_WHAT YOU NEED TO DO_.
Could you write these lines out again with every "keypoint" changed to "marker" and nothing else altered, leaving the pictures out of your answer?

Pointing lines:
────────────────

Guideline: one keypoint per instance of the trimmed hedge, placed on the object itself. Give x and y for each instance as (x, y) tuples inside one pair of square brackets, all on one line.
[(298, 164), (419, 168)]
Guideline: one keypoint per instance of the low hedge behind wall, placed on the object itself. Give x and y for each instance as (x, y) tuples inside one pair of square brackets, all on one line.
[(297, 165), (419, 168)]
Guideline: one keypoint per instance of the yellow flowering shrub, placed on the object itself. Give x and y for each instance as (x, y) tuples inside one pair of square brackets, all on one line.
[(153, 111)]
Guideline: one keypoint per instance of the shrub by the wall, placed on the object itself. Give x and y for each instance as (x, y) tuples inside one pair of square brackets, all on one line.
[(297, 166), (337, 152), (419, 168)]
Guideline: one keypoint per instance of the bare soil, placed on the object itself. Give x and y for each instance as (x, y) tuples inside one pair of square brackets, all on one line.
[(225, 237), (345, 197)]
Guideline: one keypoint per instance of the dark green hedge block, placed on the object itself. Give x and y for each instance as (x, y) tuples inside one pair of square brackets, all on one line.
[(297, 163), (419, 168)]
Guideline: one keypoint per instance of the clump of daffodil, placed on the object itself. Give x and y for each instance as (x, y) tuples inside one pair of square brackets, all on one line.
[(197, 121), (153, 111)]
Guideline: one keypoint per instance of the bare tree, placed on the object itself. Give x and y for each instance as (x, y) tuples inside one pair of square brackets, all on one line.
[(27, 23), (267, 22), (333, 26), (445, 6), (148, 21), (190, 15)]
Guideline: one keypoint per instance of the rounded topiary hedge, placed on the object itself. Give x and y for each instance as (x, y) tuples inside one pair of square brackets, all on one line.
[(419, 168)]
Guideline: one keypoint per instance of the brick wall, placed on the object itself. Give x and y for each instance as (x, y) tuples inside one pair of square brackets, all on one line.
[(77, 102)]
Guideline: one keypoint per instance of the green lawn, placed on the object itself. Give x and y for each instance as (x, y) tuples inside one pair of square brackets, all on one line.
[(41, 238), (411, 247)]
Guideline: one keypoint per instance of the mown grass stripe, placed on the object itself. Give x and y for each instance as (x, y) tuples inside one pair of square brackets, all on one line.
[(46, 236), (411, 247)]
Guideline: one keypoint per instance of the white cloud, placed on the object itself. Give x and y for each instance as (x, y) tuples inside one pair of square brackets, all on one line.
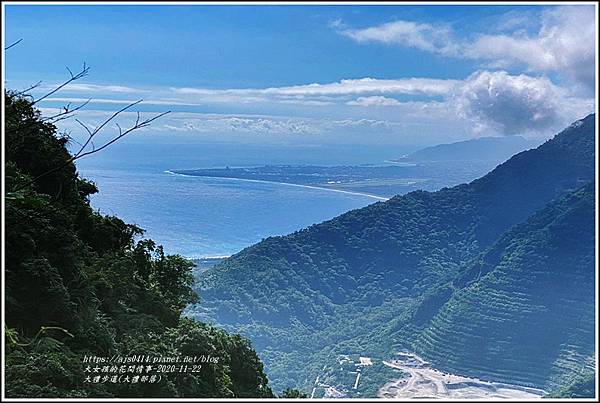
[(374, 101), (409, 86), (517, 104), (96, 88), (564, 42), (428, 37)]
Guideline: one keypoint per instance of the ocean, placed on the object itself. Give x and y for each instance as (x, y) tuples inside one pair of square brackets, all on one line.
[(207, 217)]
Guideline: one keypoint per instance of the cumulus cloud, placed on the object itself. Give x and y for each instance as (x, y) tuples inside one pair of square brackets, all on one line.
[(516, 104), (564, 42), (374, 101), (428, 37)]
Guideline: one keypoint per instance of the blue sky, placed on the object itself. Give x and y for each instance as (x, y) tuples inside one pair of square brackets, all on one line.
[(348, 73)]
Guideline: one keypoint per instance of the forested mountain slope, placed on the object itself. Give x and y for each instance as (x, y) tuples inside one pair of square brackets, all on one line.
[(80, 283), (524, 311), (340, 279)]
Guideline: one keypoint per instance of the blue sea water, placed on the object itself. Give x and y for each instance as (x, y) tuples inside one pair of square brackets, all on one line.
[(202, 217)]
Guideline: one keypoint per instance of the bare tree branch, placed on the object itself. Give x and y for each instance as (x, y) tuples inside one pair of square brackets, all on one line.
[(13, 44), (92, 133), (84, 71), (26, 90)]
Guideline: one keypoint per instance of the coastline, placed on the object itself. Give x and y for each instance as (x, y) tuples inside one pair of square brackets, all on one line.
[(381, 198)]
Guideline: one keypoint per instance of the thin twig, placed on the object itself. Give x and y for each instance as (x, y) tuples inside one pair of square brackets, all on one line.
[(14, 44), (84, 71)]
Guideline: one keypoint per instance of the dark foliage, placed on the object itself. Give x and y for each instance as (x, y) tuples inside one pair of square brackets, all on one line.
[(78, 283)]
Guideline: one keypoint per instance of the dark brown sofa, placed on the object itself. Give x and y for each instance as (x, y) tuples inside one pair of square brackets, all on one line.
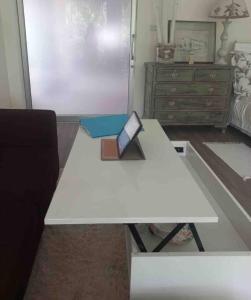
[(29, 169)]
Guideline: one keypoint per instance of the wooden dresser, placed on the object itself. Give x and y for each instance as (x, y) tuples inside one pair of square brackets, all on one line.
[(182, 94)]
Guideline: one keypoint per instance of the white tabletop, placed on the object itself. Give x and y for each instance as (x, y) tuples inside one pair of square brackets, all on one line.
[(157, 190)]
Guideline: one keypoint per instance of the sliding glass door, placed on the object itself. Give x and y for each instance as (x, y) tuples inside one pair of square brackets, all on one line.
[(78, 55)]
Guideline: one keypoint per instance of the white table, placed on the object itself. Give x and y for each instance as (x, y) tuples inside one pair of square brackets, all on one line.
[(157, 190)]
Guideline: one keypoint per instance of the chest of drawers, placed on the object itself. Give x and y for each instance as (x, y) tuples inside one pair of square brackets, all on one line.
[(178, 94)]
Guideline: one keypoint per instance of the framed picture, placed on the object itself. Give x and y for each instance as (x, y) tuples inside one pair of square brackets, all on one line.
[(195, 40)]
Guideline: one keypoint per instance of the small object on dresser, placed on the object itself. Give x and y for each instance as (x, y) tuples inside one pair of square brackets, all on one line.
[(165, 53)]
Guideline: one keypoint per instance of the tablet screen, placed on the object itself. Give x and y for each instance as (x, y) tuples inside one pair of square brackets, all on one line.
[(129, 131)]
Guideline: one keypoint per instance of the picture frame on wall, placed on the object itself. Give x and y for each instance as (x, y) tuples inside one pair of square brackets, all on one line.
[(195, 41)]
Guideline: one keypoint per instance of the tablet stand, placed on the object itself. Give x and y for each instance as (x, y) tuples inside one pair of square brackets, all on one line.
[(133, 151)]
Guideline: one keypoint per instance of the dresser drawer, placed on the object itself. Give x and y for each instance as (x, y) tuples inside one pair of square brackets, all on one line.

────────────────

_THE COMPLETED TASK_.
Guideline: one marker per instance of the trimmed hedge, placed on the object itself. Give x and y for each instance as (x, y) tuples inside one pair of square brackets, all on one line.
[(298, 164), (419, 168)]
Guideline: one marker per instance of the low hedge behind wall, placed on the object itself. Give x and y for each instance as (x, y) tuples inside one pair of square brackets, all on one line.
[(297, 165), (419, 168)]
Guideline: one marker per instance of the yellow flowering shrub, placed on the object itself. Give x and y for each instance as (x, y) tuples inside one pair of square brackets, all on one line.
[(153, 111)]
Guideline: one marker per instance of the shrub by the wall, placed on the object itself. Give x and y for each instance as (x, y) tuples inside one pair of square brackets, all on one line.
[(297, 166), (337, 152), (419, 168)]
Guideline: one marker per instance of the bare soil, placed on the object itself. Give x and y for each instance as (x, y) tuples inside one pair of square brackets, all on one line.
[(225, 237), (345, 197)]
Guideline: one marker per instance of the dark green hedge block, placed on the object itself. Give x and y for each instance as (x, y) tuples inside one pair of square brackets, all on one line.
[(297, 163), (419, 168)]
Guideline: one marker per instance of the clump of daffodil, placed on the object itself. Give x and y for each instance as (x, y) tuples inside one pair of square brackets, all on one line.
[(197, 121), (153, 111)]
Guideline: one marker per instance of the bare tree, placed on the object itself. Give x and y for each instance as (x, y) tuples inside one pair of square brackets, all on one line.
[(27, 23), (267, 22), (333, 26), (445, 6), (148, 21), (190, 15)]
Guideline: one marker per instance of the rounded topiary hedge, placed on the object itself. Give x and y for each instance as (x, y) tuples inside one pair of square brackets, all on one line.
[(419, 168)]
Guideline: one marker per instance of the brick wall, placed on the object itself. Give x and y for each instance as (x, y) tuples inside one pair of square brackets, all on one line.
[(77, 102)]
Guideline: one marker per instance of the green lawn, placed on the object itself. Give x and y for each instance as (x, y) tuples inside one pair of square brackets, all on one line.
[(41, 238), (411, 247)]
Guideline: one marker per instance of the mown grass stripe, placed on the object itself. Give x and y for each instance as (x, y) tuples inside one pair of square brackets, all on one line.
[(46, 236), (411, 247)]
Guideline: one marker per instance of the white cloud, placed on the object itself. Give x and y for each instance as (x, y) tuples inside one pair of square brackets, all on one line.
[(374, 101), (409, 86), (517, 104), (96, 88), (564, 42), (428, 37)]
Guideline: one marker per instance of the ocean, placed on the object itself. Give x and y for each instance as (x, y) tuples inside one pair of square brackets, all on one line.
[(207, 217)]
Guideline: one marker per instance of the cumulus cloud, placed on the object itself. Give x and y for each instance as (x, y) tuples inside one pair of square brackets, all on one line.
[(516, 104), (564, 42), (374, 101), (428, 37)]
Guideline: one marker per instance of the blue sky, placed on the object itself. Give x and y for each instance as (x, y) tuples inside one pair of square brackets, all on one line.
[(348, 73)]
Guideline: one marker per instance of the forested mountain slope, placed on the object itself. Give x and y for each instance as (x, y) tuples inside one pair of square brackets, all on one line.
[(80, 283), (524, 311), (340, 279)]
Guideline: one marker per instance of the blue sea water, placed on the object itself. Give x and y for each instance as (x, y) tuples inside one pair of square brackets, all on one line.
[(202, 217)]
Guideline: one marker per instance of the bare tree branch, placed on the object itself. Give x and y for each instance as (x, y) tuples inside one pair of square brackets, all on one line.
[(13, 44), (92, 133), (84, 71), (26, 90)]
Guideline: one marker per instance of the coastline, placed on the object itself. Give x and y for each instance as (x, y) tuples inside one pair of square brackets, all on one line.
[(381, 198)]
Guideline: one marker per instance of the thin twig, placed on the object itself. Give x and y for each instance as (x, y) tuples inside one pair of square brackets, all on one line.
[(14, 44), (84, 71)]
Guideline: one marker per instance of the dark foliage, placed on the object itself. Give x and y for each instance as (x, y) tuples inside one pair of square brackets, all on one line.
[(78, 283)]
Guideline: one marker per instance of the dark brown sofa, placed on the object itself. Give x and y for each instance as (x, y) tuples inside one pair of square brackets, all on one line.
[(29, 169)]
Guideline: one marker per instance of the wooden dresser, placed on the object itself. Give x and y for each instance as (x, y) tuples inside one pair of square brackets, all on one line.
[(182, 94)]
Guideline: one marker per instance of the white tabletop, placed on the object itself. Give x and y for each instance as (x, y) tuples inside one pair of square brackets, all on one line.
[(157, 190)]
Guideline: one marker per instance of the sliding glass door, placed on the object itself. Give x and y for each instance as (x, y) tuples inside one pair of square brackets, all on one line.
[(78, 55)]
Guideline: one marker per instance of the white table, placed on the object itself. Give x and y for each instance as (x, y) tuples inside one pair of square brackets, all on one line.
[(157, 190)]
Guideline: one marker per instance of the chest of drawers, placed on the object itself. Give x and y for each instance as (x, y) tuples inside one pair of square brackets, all on one line.
[(178, 94)]
Guideline: one marker per instance of the framed picture, placed on the object itself. Give x and y for each instance as (x, y) tuples inside one pair of square brackets, all on one line.
[(195, 40)]
Guideline: one marker per instance of the small object on dresser, placed on the object itself. Give x and y for each instance as (x, y) tuples inside one pair of square brackets, all on one line.
[(165, 53)]
Guideline: one marker per instance of the tablet screen, placed on the object itself. Give x and y for each instance as (x, y) tuples inside one pair of square brackets, all on one line.
[(129, 131)]
Guideline: one marker per instance of the picture frame on wall, placed on the object itself. Give x and y for each instance as (x, y) tuples inside one pair of square brackets, all on one line.
[(195, 41)]
Guideline: one marker per instance of the tablet stand, placed on the object itself. Give x and y for each instance as (x, y) tuples inside one pair of square brackets, all on one line.
[(133, 151)]
Guideline: one marker per instance of the dresser drawer, placed on the object itself. Give x and y for each instance as (x, y) tuples inside one pair of square brackets, all on one line.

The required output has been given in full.